■ Text block ■
* * * * * * *

Users cannot create 'DataCube' indices without the associated 'DocValues' fields.

Add/update doc flow with a new DataCubeField

Users can pass the set of dimensions and metrics as part of a new 'DataCubeField' during the 'ProcessDocument' flow.

Pros

Allows users to create 'DataCube' indices without the associated 'DocValues' fields.

Cons

Potentially complicates the indexing process and introduces additional overhead.
May not be necessary, as the existing 'DocValues' writer implementations should cover most use cases for numeric/text dimensions and numeric metrics.
Difficult to fall back to existing fields if the cardinality of the said fields is too high, as the 'DataCubeField' would be a separate entity. With the 'IndexWriterConfig / SegmentInfo' approach, we can exercise a guardrail and not create 'DataCubes' for fields with high cardinality, while still leveraging the existing field data.

Overall, the preferred approach of using 'IndexWriterConfig' and 'SegmentInfo' seems more suitable for implementing the 'DataCubesFormat'.

bharath-techie commented 6 months ago

DataCubesFormat

public abstract class DataCubesFormat implements NamedSPILoader.NamedSPI {

    /**
     * Returns producer to read the data cubes from the index.
     */
    public abstract DataCubesProducer<?> fieldsProducer(SegmentReadState state) throws IOException;

    /**
     * Returns a DocValuesConsumer to write a 'DataCubes' index based on doc values.

* * * * * * *

■ Supplied information ■
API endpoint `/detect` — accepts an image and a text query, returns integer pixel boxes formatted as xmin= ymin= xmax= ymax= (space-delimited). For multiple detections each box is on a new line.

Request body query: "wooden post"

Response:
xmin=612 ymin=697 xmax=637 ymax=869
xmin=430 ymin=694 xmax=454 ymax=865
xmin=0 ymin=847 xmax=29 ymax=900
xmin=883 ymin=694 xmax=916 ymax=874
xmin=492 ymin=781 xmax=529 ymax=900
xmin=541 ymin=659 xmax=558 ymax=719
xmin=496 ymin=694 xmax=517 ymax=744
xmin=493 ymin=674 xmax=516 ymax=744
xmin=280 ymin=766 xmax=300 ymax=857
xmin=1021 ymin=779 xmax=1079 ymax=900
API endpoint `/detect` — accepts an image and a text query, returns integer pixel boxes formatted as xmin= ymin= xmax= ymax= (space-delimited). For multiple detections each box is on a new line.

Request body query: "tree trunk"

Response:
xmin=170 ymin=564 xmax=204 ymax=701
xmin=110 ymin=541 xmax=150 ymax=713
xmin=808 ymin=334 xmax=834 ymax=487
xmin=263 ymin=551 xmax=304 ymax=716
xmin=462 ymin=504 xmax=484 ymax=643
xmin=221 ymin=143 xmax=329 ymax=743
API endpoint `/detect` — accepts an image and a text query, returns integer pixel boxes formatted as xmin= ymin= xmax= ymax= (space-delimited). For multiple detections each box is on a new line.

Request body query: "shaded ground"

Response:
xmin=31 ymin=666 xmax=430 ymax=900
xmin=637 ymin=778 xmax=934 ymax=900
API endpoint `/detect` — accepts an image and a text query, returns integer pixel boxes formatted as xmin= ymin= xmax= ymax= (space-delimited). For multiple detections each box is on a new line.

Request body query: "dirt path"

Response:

* * * * * * *

■ Work to complete ■
Can you repeat everything in the DataCube discussion from "Allows users to" down to "and numeric metrics.", switching "overhead" to "cost"?

■ Exercise output ■
Allows users to create 'DataCube' indices without the associated 'DocValues' fields.

Cons

Potentially complicates the indexing process and introduces additional cost.
May not be necessary, as the existing 'DocValues' writer implementations should cover most use cases for numeric/text dimensions and numeric metrics.